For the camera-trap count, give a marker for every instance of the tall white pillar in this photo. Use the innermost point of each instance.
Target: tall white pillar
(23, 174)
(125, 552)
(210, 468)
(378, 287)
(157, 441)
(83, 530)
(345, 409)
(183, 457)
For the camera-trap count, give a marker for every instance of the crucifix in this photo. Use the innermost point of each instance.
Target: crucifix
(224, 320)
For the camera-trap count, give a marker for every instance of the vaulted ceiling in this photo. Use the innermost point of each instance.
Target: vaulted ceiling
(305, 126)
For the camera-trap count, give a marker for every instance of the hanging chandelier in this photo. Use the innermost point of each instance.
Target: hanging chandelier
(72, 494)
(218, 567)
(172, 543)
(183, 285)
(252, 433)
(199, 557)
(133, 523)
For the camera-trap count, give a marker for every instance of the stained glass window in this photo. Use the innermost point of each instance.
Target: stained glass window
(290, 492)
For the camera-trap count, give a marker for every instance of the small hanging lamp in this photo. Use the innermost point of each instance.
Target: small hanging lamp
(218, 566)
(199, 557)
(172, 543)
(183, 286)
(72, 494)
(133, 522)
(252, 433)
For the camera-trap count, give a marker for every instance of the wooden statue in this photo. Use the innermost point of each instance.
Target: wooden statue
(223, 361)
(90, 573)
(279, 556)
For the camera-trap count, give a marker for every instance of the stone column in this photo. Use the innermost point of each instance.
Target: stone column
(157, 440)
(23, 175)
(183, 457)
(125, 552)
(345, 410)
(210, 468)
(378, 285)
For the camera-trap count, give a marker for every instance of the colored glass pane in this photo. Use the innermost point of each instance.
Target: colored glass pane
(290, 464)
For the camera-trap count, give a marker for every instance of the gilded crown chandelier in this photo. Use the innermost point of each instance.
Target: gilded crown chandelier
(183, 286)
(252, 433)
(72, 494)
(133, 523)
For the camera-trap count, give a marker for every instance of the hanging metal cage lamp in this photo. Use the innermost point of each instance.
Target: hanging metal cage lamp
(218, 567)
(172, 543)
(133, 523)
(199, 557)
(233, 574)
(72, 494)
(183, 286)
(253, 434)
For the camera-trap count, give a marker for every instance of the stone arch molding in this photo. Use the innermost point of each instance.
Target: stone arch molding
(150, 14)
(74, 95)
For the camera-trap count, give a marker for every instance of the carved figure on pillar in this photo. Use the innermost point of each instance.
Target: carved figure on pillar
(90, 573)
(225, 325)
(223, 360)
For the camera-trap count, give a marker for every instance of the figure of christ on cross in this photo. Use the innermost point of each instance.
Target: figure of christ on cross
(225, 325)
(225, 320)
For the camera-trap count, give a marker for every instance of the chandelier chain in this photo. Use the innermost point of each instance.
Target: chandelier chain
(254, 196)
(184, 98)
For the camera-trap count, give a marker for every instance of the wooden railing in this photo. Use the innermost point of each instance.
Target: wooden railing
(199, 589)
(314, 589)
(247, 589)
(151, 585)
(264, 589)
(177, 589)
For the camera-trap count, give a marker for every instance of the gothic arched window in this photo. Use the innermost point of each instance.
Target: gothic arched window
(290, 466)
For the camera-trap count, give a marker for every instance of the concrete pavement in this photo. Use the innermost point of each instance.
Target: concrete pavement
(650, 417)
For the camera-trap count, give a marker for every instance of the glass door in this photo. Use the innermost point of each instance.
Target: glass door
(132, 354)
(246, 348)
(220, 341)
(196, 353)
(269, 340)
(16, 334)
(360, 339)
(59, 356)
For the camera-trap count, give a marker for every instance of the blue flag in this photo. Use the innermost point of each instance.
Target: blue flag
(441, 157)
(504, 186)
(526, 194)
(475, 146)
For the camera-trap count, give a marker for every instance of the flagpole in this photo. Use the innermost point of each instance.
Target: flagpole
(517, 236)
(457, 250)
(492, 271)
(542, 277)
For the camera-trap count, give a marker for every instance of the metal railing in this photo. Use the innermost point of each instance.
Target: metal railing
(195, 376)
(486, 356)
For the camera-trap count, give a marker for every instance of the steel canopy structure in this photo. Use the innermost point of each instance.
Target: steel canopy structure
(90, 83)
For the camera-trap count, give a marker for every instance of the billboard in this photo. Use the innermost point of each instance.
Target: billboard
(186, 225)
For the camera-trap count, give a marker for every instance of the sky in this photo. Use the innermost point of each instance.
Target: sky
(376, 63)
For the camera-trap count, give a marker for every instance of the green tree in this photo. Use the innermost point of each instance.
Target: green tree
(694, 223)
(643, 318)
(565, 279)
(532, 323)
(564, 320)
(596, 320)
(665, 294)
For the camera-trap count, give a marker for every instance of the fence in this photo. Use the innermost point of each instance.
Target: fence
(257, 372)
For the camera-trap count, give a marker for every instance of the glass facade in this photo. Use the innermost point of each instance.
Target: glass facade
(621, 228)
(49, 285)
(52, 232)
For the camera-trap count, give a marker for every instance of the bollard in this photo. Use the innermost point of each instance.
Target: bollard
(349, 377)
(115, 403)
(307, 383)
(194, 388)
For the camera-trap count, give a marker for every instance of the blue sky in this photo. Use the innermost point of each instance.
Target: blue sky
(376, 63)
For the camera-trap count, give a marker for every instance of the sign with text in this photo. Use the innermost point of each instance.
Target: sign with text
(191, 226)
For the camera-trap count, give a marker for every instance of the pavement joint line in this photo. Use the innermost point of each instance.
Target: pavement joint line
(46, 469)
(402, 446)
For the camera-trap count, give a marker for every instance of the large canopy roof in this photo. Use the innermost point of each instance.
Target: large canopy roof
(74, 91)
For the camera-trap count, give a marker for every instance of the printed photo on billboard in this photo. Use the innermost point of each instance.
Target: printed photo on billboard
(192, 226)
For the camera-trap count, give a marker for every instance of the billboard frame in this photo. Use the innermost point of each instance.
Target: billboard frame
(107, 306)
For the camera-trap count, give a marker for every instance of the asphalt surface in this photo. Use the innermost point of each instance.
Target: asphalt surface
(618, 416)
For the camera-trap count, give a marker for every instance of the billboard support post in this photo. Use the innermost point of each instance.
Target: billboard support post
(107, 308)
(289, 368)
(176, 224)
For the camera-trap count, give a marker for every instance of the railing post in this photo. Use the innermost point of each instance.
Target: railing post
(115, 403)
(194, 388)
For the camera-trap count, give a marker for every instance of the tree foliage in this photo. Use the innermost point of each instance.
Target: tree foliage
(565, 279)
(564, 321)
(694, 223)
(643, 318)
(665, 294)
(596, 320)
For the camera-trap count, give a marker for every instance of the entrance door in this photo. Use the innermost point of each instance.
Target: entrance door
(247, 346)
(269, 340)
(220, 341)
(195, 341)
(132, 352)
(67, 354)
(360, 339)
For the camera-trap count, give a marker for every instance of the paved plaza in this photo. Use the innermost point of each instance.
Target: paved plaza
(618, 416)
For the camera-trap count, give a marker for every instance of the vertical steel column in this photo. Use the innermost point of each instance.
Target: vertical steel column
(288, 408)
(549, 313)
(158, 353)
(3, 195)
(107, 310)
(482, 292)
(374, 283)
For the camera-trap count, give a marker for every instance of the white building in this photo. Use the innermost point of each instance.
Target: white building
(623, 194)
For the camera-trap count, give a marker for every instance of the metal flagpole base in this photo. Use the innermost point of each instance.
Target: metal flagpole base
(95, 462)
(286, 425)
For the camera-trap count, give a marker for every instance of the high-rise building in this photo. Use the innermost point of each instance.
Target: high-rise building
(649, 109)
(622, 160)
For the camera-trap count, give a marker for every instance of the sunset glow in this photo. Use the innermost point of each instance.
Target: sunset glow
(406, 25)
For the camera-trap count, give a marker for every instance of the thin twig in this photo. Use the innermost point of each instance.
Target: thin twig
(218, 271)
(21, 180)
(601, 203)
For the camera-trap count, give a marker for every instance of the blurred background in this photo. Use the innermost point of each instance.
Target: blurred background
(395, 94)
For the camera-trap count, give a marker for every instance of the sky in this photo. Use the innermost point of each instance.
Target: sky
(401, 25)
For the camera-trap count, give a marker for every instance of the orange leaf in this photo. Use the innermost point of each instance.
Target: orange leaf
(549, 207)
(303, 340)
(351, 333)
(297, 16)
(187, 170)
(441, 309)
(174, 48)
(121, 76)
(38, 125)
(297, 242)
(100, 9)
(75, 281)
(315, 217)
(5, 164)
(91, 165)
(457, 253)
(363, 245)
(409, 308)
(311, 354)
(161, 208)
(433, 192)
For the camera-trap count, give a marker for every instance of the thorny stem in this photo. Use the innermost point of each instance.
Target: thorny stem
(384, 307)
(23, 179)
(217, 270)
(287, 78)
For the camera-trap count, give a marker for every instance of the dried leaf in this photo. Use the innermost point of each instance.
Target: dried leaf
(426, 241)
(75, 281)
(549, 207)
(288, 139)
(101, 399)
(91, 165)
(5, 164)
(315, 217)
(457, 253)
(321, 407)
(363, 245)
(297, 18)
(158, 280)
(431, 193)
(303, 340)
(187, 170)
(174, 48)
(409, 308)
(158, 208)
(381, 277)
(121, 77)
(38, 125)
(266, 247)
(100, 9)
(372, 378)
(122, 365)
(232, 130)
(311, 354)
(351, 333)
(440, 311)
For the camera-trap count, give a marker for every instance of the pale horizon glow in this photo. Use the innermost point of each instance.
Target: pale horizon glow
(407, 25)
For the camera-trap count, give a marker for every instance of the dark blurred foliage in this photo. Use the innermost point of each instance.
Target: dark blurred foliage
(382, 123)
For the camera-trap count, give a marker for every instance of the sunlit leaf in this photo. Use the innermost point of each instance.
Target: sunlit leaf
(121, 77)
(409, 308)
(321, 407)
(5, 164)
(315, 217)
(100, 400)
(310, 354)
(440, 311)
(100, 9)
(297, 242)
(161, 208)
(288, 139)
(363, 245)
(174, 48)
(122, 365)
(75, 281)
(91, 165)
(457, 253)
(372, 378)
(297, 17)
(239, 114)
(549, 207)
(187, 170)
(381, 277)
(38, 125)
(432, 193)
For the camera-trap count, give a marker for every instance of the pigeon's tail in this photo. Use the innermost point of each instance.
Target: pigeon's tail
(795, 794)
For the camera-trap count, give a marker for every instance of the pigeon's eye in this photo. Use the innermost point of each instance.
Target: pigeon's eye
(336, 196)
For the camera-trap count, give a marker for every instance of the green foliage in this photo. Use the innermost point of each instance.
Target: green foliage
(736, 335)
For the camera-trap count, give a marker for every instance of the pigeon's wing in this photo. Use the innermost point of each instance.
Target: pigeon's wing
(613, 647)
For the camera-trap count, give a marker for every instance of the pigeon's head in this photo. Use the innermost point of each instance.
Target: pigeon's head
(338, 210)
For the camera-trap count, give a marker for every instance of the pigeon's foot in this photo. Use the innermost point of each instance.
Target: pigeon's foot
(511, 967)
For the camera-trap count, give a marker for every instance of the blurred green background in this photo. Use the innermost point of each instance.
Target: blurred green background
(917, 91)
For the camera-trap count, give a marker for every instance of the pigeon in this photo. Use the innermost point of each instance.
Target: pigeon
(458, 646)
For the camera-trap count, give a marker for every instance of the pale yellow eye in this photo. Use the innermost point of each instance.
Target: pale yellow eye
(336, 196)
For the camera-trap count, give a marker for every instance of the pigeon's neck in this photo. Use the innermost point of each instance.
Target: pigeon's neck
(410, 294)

• _AIM_
Which lines run from the one containing "the pigeon's head" to the end of the entries above? Quote exactly those, and only those.

• _EXERCISE SOLUTION_
For the camera-trap count, give a marker for every instance of the pigeon's head in this photo. Use the innermost point of each instance.
Target: pigeon's head
(338, 210)
For the camera-trap count, give a marker for every instance of the pigeon's foot in this photo. Use the innermost point of each instance.
Target: pigeon's foot
(511, 967)
For the camera-trap count, give a marker for every instance of the blurred green background in this photo. Use the innermost point of each instance.
Target: blurred green background
(917, 91)
For the camera-trap count, give a marker for every instance of the pigeon in this photo. Use the innermost point of each instance.
Target: pigeon
(458, 646)
For the camera-trap count, give a marker for every instance of the pale yellow eye in this photo. Use the innermost point of each instance.
Target: pale yellow eye
(336, 196)
For the camera-trap count, give a marker for every instance of the pigeon's neck in this photo. Use the innermost point of each instance.
Target: pigeon's neck
(410, 294)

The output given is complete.